*Records provided:*
##########
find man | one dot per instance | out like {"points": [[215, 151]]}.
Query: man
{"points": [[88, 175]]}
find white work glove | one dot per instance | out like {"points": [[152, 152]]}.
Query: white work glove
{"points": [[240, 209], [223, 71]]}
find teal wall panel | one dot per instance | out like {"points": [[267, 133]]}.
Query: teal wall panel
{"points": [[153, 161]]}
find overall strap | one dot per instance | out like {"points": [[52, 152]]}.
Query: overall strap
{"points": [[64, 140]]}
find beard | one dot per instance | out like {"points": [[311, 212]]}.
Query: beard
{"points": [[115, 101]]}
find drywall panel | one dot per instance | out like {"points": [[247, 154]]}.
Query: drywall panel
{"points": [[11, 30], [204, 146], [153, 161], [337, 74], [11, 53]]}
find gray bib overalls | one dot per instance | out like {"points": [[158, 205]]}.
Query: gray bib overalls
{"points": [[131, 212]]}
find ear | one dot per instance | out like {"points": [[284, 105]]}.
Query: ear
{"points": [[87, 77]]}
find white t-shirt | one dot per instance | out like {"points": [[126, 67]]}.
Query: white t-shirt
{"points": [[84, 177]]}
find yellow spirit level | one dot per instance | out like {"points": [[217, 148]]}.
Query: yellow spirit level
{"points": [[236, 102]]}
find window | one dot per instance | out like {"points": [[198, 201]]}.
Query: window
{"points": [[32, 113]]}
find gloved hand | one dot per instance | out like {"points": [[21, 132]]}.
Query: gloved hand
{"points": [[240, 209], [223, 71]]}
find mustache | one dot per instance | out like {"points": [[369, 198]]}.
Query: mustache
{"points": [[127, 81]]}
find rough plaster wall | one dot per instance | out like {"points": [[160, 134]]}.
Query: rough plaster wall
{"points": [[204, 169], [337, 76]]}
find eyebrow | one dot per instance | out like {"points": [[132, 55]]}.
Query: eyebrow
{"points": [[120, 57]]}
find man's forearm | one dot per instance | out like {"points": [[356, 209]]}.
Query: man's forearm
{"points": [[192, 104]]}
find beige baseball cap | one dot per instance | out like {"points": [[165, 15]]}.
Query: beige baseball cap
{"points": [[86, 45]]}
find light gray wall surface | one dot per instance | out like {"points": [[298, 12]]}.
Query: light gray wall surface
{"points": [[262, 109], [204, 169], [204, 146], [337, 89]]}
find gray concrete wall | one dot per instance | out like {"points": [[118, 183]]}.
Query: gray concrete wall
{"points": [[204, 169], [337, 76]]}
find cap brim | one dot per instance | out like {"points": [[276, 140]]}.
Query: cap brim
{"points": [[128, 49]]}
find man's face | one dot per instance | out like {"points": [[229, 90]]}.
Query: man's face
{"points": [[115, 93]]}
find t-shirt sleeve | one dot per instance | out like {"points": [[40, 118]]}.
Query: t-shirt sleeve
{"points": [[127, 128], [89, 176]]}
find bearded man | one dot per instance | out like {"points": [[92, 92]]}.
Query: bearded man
##########
*Work task:* In the listing above, find the line with "find ear | one" and the line with "find rough plaster". Output those two lines and every line between them, exactly as written.

*Task solution:*
find ear | one dot per instance | out like {"points": [[284, 105]]}.
Query: ear
{"points": [[87, 77]]}
find white t-shirt | one dot per instance | out like {"points": [[126, 67]]}.
Query: white t-shirt
{"points": [[84, 177]]}
find yellow spirit level | one dot per instance | out like {"points": [[217, 148]]}.
Query: yellow spirit level
{"points": [[236, 102]]}
find window | one dot per instance | out like {"points": [[198, 201]]}.
Query: window
{"points": [[32, 113]]}
find gloved hand | one dot per instance | out like {"points": [[21, 132]]}.
Query: gloved hand
{"points": [[240, 209], [223, 71]]}
find mustache | one dot per instance | out like {"points": [[369, 198]]}.
Query: mustache
{"points": [[127, 81]]}
find rough plaster wall | one dot per instance | out like {"points": [[160, 134]]}.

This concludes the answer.